**What is required:**
Copy the lines of the entries below word for word, starting with the line that contains "of the snowy" and going on through the last line of the entries.

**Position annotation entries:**
------------

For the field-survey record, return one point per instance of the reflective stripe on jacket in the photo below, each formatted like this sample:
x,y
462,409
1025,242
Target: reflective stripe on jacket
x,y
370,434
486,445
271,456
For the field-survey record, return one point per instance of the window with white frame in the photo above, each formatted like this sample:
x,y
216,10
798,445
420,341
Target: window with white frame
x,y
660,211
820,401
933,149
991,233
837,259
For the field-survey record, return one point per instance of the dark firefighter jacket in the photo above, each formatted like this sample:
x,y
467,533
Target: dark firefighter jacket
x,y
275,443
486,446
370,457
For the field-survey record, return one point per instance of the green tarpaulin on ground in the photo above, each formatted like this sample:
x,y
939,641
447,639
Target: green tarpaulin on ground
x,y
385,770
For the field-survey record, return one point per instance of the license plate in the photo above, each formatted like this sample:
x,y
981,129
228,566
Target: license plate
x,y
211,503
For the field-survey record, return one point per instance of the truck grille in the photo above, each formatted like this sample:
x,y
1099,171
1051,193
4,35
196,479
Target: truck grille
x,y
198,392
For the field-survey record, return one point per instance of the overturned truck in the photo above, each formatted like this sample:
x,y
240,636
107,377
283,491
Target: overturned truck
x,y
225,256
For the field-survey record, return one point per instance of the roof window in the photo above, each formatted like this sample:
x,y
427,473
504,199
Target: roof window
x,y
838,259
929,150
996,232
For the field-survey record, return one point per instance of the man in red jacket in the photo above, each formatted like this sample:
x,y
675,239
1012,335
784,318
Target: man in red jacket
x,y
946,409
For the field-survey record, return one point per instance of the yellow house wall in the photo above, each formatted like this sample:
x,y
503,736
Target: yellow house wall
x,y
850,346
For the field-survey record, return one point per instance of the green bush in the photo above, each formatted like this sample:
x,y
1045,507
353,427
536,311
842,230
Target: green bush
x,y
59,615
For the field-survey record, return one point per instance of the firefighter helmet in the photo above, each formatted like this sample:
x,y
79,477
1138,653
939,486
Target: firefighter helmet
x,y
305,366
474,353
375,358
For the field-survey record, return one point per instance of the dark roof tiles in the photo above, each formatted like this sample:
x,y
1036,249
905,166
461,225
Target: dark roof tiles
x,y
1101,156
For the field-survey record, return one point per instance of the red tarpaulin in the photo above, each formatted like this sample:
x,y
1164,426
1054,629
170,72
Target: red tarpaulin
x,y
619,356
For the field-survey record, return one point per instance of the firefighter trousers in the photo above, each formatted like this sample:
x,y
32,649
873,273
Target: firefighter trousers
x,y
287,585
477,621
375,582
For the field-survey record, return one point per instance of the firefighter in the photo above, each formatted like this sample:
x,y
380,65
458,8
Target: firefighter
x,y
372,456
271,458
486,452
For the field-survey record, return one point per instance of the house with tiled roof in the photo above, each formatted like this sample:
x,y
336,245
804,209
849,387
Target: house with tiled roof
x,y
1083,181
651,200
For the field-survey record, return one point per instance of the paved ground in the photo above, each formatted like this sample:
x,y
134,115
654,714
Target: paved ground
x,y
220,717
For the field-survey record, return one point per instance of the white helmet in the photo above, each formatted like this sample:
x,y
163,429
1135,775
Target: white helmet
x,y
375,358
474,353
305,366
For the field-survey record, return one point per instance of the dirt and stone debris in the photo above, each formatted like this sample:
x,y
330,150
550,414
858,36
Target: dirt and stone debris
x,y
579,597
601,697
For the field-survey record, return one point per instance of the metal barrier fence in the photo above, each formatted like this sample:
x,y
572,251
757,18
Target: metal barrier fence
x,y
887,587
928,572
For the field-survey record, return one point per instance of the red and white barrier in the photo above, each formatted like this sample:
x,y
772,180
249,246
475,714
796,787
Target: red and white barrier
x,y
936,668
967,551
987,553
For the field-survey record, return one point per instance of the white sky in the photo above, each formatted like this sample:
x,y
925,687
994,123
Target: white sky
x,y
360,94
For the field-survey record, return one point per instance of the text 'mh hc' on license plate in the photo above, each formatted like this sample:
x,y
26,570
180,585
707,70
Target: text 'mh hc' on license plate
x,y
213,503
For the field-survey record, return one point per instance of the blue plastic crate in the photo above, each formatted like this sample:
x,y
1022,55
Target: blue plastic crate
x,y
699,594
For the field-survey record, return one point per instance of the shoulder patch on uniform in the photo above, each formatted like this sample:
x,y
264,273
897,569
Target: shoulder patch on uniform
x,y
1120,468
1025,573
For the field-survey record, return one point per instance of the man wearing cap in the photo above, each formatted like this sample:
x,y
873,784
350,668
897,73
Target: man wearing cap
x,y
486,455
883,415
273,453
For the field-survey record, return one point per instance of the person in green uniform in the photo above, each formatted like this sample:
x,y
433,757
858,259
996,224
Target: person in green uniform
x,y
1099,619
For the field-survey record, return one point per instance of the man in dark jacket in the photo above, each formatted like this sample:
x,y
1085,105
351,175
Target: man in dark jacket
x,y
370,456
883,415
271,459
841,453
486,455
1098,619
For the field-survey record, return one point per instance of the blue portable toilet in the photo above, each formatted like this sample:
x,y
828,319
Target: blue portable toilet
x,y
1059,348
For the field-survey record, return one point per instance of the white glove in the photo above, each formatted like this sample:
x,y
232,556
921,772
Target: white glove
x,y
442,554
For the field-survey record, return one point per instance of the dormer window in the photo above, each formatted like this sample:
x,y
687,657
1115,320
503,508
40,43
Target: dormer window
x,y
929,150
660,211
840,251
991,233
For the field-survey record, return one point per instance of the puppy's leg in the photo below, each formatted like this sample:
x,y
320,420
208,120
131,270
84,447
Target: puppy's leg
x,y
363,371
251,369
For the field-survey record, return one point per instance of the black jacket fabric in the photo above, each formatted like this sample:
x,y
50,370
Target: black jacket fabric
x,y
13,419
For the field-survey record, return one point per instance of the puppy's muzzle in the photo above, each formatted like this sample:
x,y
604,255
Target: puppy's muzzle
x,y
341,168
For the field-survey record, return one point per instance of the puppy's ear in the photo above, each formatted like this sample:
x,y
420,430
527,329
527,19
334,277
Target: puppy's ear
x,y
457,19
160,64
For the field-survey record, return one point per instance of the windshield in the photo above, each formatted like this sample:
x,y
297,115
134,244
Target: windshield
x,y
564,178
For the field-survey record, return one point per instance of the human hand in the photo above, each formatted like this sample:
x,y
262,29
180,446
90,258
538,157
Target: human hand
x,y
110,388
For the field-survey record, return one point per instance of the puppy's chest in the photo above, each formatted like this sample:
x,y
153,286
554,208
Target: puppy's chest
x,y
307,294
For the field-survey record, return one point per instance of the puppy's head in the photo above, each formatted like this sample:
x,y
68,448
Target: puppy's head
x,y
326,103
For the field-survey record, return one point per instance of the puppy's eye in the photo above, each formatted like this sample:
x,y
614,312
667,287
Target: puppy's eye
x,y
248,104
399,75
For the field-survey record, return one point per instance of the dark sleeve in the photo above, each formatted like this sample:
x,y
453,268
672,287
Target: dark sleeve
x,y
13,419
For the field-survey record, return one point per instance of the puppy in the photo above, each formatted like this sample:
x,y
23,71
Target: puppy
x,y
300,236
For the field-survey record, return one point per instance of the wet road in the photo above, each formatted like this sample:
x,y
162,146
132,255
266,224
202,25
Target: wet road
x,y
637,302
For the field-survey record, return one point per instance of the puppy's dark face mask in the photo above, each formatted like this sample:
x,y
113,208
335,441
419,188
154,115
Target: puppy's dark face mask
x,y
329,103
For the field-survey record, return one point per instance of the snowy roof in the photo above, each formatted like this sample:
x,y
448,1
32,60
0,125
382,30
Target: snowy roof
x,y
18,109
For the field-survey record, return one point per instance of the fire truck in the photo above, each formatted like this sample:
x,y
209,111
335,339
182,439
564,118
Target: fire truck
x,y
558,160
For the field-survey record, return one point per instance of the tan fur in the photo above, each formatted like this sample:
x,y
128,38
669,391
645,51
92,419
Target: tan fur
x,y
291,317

------------

**Exercise output:**
For the field-survey record, return one point per instance of the snowy roof in the photo above, each formatted like this sample:
x,y
448,1
32,60
0,125
382,30
Target: snowy roof
x,y
18,109
For the field-survey record, return one point per instance of the fire truck in the photo above, each formatted like this sample:
x,y
209,111
335,339
182,439
564,118
Target: fire truck
x,y
558,160
For the field-survey record, return one point per instance of the tan fur in the photo above, each formatted like this sample:
x,y
128,38
669,391
645,51
92,419
Target: tan fur
x,y
291,317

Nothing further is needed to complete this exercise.